_Teks yang Disediakan_.

Tertawa Sambil Menangis: Memetakan Ambivalensi Afektif dan Strategi Regulasi Emosi Remaja
Pernah nggak sih kalian mengalami mengalami ambivalensi emosi atau perasaan yang bercampur aduk?. Senang sekaligus sedih, sayang tapi benci, marah tapi cinta. Konflik internal ini ternyata umum terjadi loh. Namun, apa dampaknya bagi psikologis remaja? dan apa strategi yang baik untul mengatasinya?
Nah, ternyata penelitian neuroscience terbaru dapat memberi gambaran aktivasi area otak pada kondisi yang disebut ambivalensi, serta pemetaannya dalam otak kita loh...
Cari tau lebih dalam yuk, tentang apa itu ambivalensi dan bagaimana dampak serta cara mengatasinya, simak penjelasan dibawah ya...
Apa sih ambivalensi afektif itu?

_Data yang Diberikan_.
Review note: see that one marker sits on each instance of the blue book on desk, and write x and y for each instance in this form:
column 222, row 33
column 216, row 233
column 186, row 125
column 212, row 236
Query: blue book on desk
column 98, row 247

_Kumpulan Tugas_.
- A) Tuliskan ulang secara persis bagian teks tentang ambivalensi emosi remaja yang dibuka dengan kata-kata yang memuat "Nah, ternyata penelitian" dan ditutup dengan "otak kita loh...".
- B) Jawablah pertanyaan berikut berdasarkan teks tentang ambivalensi emosi remaja.
(i) Tiga contoh perasaan bercampur aduk apa yang disebutkan di awal teks?
(ii) Penelitian apa yang dikatakan dapat memberi gambaran aktivasi area otak pada kondisi ambivalensi?
(iii) Kalimat apa yang menjadi judul bagian di akhir teks?

_Jawaban Tugas_.
- A)
Nah, ternyata penelitian neuroscience terbaru dapat memberi gambaran aktivasi area otak pada kondisi yang disebut ambivalensi, serta pemetaannya dalam otak kita loh...

- B)
(i) Senang sekaligus sedih, sayang tapi benci, marah tapi cinta.
(ii) Penelitian neuroscience terbaru.
(iii) "Apa sih ambivalensi afektif itu?"